Data entries:
====================
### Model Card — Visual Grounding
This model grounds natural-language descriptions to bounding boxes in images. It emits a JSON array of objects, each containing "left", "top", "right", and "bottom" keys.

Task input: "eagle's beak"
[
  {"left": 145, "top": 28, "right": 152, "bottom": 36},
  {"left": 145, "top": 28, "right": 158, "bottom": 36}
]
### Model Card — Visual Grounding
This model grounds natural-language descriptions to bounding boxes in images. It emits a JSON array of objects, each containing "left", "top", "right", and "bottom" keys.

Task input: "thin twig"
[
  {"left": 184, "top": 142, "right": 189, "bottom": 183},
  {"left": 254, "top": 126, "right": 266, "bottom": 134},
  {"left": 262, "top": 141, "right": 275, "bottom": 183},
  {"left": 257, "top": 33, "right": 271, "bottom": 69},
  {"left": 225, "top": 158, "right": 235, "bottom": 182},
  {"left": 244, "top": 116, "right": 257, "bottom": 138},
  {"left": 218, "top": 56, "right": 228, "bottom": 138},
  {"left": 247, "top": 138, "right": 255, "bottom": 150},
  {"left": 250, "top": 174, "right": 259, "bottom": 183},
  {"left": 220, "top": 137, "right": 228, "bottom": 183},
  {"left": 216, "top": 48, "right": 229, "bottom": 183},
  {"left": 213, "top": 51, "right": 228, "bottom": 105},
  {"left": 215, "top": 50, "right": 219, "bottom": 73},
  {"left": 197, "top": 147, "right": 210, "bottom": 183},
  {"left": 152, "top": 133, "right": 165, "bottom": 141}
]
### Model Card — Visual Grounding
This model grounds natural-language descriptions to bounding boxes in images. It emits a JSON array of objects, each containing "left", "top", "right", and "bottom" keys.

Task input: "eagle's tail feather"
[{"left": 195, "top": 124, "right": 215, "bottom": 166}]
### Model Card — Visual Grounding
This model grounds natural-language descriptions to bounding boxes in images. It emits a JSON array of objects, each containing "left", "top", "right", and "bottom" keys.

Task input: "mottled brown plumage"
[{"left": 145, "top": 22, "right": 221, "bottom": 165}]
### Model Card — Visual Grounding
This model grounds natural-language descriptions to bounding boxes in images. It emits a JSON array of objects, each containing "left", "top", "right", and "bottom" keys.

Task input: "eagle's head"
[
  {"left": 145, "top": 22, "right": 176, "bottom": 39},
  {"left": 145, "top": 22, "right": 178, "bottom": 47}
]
====================
The records above are to be transcribed exactly, with nothing left out.

**Written response:**
### Model Card — Visual Grounding
This model grounds natural-language descriptions to bounding boxes in images. It emits a JSON array of objects, each containing "left", "top", "right", and "bottom" keys.

Task input: "eagle's beak"
[
  {"left": 145, "top": 28, "right": 152, "bottom": 36},
  {"left": 145, "top": 28, "right": 158, "bottom": 36}
]
### Model Card — Visual Grounding
This model grounds natural-language descriptions to bounding boxes in images. It emits a JSON array of objects, each containing "left", "top", "right", and "bottom" keys.

Task input: "thin twig"
[
  {"left": 184, "top": 142, "right": 189, "bottom": 183},
  {"left": 254, "top": 126, "right": 266, "bottom": 134},
  {"left": 262, "top": 141, "right": 275, "bottom": 183},
  {"left": 257, "top": 33, "right": 271, "bottom": 69},
  {"left": 225, "top": 158, "right": 235, "bottom": 182},
  {"left": 244, "top": 116, "right": 257, "bottom": 138},
  {"left": 218, "top": 56, "right": 228, "bottom": 138},
  {"left": 247, "top": 138, "right": 255, "bottom": 150},
  {"left": 250, "top": 174, "right": 259, "bottom": 183},
  {"left": 220, "top": 137, "right": 228, "bottom": 183},
  {"left": 216, "top": 48, "right": 229, "bottom": 183},
  {"left": 213, "top": 51, "right": 228, "bottom": 105},
  {"left": 215, "top": 50, "right": 219, "bottom": 73},
  {"left": 197, "top": 147, "right": 210, "bottom": 183},
  {"left": 152, "top": 133, "right": 165, "bottom": 141}
]
### Model Card — Visual Grounding
This model grounds natural-language descriptions to bounding boxes in images. It emits a JSON array of objects, each containing "left", "top", "right", and "bottom" keys.

Task input: "eagle's tail feather"
[{"left": 195, "top": 124, "right": 215, "bottom": 166}]
### Model Card — Visual Grounding
This model grounds natural-language descriptions to bounding boxes in images. It emits a JSON array of objects, each containing "left", "top", "right", and "bottom" keys.

Task input: "mottled brown plumage"
[{"left": 145, "top": 22, "right": 221, "bottom": 165}]
### Model Card — Visual Grounding
This model grounds natural-language descriptions to bounding boxes in images. It emits a JSON array of objects, each containing "left", "top", "right", and "bottom" keys.

Task input: "eagle's head"
[
  {"left": 145, "top": 22, "right": 176, "bottom": 39},
  {"left": 145, "top": 22, "right": 178, "bottom": 47}
]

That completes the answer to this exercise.